> _Task goal_: Convert everything from the line containing "Could you please identify the tree in" down to the final line of the items into a JSON list of strings, with one string per line and blank lines omitted.

> _Record set_:
--

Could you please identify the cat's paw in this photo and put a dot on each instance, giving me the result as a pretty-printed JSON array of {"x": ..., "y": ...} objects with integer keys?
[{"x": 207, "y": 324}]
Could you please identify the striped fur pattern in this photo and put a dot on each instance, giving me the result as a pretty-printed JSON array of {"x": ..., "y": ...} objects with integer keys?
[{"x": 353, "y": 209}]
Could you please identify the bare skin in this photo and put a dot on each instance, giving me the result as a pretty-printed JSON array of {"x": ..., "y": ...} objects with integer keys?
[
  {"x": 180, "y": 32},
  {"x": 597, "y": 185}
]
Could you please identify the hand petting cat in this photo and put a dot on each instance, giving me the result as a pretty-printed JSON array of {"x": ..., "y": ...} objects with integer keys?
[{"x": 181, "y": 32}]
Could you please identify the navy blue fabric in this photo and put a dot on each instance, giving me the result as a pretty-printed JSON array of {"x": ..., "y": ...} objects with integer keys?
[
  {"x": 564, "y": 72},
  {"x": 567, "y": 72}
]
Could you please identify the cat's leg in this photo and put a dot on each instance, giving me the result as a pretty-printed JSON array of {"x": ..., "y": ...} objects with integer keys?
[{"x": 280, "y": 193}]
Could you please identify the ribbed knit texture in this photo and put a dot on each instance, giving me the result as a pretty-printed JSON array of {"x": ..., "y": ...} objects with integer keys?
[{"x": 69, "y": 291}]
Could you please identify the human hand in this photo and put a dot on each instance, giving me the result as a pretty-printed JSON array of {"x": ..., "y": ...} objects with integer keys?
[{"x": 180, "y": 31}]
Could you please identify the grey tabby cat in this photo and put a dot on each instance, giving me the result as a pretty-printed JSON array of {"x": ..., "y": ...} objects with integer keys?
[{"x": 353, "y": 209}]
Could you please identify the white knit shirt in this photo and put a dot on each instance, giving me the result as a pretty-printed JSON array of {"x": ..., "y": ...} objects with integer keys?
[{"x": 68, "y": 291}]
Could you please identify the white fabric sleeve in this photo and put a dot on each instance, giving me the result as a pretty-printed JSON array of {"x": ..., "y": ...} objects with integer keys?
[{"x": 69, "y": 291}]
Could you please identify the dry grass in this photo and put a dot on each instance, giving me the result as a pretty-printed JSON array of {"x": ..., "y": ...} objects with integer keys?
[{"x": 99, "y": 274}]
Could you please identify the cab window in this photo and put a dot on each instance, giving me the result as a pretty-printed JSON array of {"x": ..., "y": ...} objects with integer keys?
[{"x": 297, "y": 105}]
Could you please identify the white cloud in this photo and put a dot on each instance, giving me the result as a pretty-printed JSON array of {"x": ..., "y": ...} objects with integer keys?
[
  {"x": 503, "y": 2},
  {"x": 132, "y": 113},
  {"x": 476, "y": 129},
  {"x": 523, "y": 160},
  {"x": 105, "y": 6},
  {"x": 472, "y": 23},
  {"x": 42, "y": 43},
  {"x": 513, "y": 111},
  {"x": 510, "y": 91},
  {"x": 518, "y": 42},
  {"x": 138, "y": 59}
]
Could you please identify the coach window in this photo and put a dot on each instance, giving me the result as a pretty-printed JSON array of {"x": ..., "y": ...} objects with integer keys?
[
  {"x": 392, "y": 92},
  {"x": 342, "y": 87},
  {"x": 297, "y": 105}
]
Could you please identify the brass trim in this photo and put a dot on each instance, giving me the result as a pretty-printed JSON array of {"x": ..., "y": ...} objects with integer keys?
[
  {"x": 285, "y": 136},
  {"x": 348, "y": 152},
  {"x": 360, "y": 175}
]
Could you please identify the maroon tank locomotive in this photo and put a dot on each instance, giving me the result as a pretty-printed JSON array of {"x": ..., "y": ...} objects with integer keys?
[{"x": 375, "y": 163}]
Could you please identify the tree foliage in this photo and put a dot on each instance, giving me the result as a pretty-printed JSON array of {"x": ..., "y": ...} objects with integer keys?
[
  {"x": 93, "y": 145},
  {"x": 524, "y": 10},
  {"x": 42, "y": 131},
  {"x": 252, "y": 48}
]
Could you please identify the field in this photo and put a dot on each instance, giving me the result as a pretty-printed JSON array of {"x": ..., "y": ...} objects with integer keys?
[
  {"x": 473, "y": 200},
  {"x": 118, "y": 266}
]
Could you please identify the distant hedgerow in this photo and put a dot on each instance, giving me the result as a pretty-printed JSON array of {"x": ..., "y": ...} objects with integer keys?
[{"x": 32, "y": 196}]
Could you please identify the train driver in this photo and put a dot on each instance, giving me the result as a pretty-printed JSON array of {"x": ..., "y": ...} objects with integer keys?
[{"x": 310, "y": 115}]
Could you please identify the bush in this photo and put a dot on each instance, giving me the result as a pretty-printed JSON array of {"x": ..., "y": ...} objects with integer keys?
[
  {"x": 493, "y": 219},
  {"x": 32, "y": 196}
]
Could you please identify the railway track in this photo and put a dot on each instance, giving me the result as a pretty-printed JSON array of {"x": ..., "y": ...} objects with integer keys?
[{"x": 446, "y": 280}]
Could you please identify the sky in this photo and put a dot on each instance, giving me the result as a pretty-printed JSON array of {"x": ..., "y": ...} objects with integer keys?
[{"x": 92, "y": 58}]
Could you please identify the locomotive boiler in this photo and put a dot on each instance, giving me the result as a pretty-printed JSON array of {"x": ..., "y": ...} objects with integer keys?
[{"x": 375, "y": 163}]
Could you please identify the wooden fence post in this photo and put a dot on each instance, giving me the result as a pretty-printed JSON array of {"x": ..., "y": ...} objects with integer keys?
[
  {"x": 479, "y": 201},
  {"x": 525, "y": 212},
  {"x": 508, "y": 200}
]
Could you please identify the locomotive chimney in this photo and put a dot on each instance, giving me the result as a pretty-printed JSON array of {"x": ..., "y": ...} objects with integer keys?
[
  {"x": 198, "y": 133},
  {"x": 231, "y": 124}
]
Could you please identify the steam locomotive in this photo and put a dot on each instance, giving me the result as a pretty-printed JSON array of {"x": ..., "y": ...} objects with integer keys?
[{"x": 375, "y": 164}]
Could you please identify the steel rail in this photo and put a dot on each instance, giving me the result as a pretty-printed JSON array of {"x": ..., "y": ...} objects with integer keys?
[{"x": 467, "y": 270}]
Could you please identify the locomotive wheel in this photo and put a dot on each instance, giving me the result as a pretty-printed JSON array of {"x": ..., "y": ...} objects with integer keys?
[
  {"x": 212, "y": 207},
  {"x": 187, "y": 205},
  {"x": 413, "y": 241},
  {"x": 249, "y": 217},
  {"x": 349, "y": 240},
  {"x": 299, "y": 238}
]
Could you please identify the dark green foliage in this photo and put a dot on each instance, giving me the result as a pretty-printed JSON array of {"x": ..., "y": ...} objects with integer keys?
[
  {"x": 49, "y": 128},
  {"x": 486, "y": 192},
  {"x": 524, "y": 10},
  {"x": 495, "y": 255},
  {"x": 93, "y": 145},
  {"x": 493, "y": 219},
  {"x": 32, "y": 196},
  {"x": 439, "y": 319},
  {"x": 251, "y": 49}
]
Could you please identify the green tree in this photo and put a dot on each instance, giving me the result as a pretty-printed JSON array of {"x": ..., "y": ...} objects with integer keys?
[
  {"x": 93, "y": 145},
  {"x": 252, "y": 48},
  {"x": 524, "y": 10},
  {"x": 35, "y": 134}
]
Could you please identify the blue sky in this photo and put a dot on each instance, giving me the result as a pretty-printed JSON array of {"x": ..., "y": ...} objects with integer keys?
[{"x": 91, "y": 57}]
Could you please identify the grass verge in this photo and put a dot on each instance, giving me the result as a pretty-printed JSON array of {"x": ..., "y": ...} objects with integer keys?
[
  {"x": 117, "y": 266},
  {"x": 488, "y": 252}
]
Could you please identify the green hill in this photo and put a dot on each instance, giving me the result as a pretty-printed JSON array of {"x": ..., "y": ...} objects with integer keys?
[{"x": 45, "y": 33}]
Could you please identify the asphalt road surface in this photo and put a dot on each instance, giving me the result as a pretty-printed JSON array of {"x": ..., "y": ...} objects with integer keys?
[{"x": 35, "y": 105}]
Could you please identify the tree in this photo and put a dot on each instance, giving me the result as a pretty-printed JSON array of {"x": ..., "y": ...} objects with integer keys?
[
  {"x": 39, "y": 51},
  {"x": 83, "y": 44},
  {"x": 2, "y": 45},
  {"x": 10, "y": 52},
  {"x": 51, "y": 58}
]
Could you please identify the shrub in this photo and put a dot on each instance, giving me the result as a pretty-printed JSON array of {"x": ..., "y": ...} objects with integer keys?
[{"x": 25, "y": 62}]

--

> _Exercise solution_:
[
  "Could you please identify the tree in this photo and put a dot on each instance, giving me the result as a pretty-printed JSON array of {\"x\": ..., \"y\": ...} objects with integer keys?",
  "[",
  "  {\"x\": 39, \"y\": 51},",
  "  {\"x\": 83, \"y\": 44},",
  "  {\"x\": 2, \"y\": 45},",
  "  {\"x\": 10, \"y\": 52},",
  "  {\"x\": 51, \"y\": 58}",
  "]",
  "Could you please identify the shrub in this photo and put a dot on each instance, giving me the result as a pretty-printed JSON array of {\"x\": ..., \"y\": ...} objects with integer keys?",
  "[{\"x\": 25, \"y\": 62}]"
]